**OBJETIVO A**
Enumera todas las palabras distintas terminadas en «-ión» que aparecen en el texto sobre la salvación como historia.

**TEXTO PROPORCIONADO**
..............................

El libro se cierra con una cuarta parte, más breve, sobre la historia de la salvación y el individuo. El individuo, cada hombre, se salva en cuanto que se incorpora a la historia de la salvación, a los planes y acciones de Dios. De ahí la importancia de la fe, por la que nos vinculamos al acontecimiento de Cristo. Pero esa fe nos lanza hacia el presente, mostrando la importancia de la misión de anunciar a Cristo, de vivir cada situación juzgándola según la relación que tiene con el plan de Dios. Y, en otra dimensión, encamina hacia el futuro, pero —y en esto insiste— no de tal manera que desconozcamos la historia, sino que la valoremos (idea ésta que expresa criticando fórmulas como paso a la eternidad, inmortalidad de las almas, etc.).

CONTENIDO DE “LA SALVACIÓN COMO HISTORIA”

..............................

**OBJETIVO B**
Transcribe cada línea de los registros que contenga la cadena "crowd".

..............................

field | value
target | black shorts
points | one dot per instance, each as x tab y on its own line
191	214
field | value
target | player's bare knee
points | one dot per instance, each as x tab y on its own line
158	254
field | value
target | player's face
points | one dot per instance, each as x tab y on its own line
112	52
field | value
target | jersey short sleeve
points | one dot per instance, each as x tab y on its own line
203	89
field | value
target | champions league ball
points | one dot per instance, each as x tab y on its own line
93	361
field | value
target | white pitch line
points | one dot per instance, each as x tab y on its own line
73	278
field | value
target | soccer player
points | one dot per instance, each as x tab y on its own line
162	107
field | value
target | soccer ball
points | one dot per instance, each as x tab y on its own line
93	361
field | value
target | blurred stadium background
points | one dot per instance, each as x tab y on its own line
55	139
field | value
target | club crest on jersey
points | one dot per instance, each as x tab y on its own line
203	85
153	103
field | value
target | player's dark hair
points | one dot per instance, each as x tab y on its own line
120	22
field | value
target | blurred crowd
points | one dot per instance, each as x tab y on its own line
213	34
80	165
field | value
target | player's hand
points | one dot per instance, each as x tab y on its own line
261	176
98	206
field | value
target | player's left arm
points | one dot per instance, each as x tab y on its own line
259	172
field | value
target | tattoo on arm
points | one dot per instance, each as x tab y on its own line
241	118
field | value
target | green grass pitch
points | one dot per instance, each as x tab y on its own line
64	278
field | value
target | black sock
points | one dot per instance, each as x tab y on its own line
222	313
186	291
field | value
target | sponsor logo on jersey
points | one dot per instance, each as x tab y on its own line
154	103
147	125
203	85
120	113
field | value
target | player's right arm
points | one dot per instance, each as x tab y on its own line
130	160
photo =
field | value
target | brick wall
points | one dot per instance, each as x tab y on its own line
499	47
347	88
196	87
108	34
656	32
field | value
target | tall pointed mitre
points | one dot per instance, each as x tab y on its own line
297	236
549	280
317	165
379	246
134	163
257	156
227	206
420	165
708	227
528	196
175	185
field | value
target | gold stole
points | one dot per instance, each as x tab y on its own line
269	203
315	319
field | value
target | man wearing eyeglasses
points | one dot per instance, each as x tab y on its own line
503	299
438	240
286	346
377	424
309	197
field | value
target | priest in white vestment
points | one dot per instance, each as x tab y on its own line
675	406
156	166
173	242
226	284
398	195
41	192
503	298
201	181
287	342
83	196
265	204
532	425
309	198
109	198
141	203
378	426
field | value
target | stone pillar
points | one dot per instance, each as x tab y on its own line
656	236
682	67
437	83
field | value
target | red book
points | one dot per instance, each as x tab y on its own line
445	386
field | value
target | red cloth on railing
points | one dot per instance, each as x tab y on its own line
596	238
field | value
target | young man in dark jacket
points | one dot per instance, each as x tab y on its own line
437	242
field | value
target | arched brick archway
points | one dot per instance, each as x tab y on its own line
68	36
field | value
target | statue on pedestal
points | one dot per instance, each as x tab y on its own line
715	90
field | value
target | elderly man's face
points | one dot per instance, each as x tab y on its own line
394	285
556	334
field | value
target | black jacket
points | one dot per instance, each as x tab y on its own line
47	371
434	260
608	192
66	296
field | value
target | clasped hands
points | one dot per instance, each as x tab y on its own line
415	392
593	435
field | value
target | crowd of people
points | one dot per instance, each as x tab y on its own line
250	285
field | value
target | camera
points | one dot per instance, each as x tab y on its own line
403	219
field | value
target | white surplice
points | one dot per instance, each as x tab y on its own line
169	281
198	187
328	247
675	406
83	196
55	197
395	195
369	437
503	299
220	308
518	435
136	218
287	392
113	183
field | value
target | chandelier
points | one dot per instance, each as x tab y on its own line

..............................

**RESULTADO DEL EJERCICIO A**
salvación, misión, situación, relación, dimensión

**RESULTADO DEL EJERCICIO B**
target | blurred crowd
target | crowd of people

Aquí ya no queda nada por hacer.